Return only the lines from the top of the data down to the one that holds "Locate the green tree", both included, without any pictures.

(Recorded data)
════

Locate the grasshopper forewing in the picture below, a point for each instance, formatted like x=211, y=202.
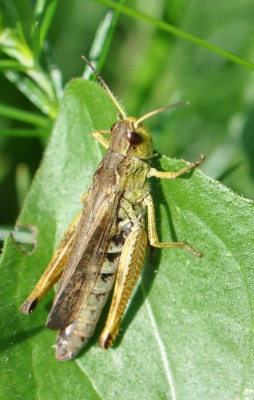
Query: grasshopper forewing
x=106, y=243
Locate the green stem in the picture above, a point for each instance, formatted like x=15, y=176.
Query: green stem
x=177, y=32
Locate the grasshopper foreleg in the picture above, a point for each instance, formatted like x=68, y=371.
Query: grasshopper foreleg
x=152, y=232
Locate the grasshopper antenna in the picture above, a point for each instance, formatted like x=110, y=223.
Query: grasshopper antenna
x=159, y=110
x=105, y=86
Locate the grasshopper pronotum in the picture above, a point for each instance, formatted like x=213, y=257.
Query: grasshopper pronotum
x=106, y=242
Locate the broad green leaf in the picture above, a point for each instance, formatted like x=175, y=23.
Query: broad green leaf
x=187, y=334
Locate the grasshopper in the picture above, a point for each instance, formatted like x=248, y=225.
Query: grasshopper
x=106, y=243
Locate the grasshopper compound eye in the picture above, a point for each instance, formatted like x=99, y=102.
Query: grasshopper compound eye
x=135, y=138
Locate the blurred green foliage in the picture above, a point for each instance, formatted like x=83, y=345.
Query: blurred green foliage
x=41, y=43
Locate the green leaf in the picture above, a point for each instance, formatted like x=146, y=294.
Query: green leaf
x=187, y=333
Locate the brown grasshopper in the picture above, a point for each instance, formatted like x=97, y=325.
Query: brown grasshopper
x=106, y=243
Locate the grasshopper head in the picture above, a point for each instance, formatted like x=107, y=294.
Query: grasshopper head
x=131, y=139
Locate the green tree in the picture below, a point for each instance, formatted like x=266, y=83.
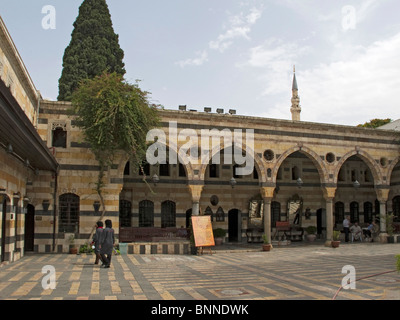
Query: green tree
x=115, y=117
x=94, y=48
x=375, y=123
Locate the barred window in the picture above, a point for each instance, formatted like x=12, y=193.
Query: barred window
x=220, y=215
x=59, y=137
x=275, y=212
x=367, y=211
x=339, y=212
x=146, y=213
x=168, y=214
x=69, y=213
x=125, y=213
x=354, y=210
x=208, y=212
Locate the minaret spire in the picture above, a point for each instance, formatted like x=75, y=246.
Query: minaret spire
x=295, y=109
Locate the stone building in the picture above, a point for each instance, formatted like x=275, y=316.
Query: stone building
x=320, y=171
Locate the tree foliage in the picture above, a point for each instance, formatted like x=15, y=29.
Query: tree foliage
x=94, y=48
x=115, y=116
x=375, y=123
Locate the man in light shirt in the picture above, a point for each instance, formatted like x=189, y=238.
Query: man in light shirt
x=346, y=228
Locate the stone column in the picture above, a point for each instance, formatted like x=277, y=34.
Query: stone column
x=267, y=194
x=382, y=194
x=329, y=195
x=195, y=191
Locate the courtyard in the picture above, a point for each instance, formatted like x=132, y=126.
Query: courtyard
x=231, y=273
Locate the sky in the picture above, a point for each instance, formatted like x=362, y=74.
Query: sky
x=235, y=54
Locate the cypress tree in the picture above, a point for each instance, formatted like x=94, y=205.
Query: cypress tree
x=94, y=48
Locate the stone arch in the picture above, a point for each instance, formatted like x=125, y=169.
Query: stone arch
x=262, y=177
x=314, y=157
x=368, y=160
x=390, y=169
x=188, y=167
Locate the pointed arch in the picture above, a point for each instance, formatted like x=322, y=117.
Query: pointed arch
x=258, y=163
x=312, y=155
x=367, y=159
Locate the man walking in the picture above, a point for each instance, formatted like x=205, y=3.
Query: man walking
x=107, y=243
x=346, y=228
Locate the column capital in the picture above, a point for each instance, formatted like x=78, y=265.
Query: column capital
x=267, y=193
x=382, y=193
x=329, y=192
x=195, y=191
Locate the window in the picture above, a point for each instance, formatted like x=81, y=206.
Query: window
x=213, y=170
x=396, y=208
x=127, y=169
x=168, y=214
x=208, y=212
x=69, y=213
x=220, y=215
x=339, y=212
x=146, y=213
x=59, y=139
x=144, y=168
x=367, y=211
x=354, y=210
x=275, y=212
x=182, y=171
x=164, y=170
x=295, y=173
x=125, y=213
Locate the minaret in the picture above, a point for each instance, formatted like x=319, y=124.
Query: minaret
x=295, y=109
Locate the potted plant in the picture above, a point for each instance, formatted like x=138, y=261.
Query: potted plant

════

» Task result:
Locate the grasshopper forewing in the picture below, a point for each instance, formatted like x=211, y=202.
Query: grasshopper forewing
x=106, y=243
Locate the green stem in the picture above, a point for each instance, formatted like x=15, y=176.
Query: green stem
x=177, y=32
Locate the grasshopper foreleg in the picture above, a point for each instance, formatted like x=68, y=371.
Query: grasshopper foreleg
x=152, y=232
Locate the grasshopper antenna in the picture above, a point for each instance, formatted like x=110, y=223.
Query: grasshopper antenna
x=159, y=110
x=105, y=86
Locate the grasshopper pronotum in the picture above, a point for each instance, formatted like x=213, y=257.
Query: grasshopper pronotum
x=106, y=242
Locate the broad green leaf in the picture above, a point for each instance, formatted like x=175, y=23.
Query: broad green leaf
x=187, y=334
Locate the grasshopper in the picture above, a point for each instance, formatted like x=248, y=225.
Query: grasshopper
x=106, y=243
Locate the grasshopper compound eye in the picture above, a point for each instance, formatted like x=99, y=102.
Query: grasshopper compound eye
x=135, y=138
Locate the blurred green foliage in the picture above, a point for each instance, formatted like x=83, y=345.
Query: blurred green foliage
x=41, y=43
Locate the green leaf in the picture above, a point for each instance, formatted like x=146, y=294.
Query: green leaf
x=187, y=333
Locate the brown grasshopper in the picture above, a point for each instance, formatted like x=97, y=325.
Query: brown grasshopper
x=106, y=243
Locate the grasshopper head in the picture above, a point for each instance, formatted like x=107, y=294.
Query: grasshopper head
x=131, y=139
Locate the green tree in the picture below, a point for each instance, formatted like x=266, y=83.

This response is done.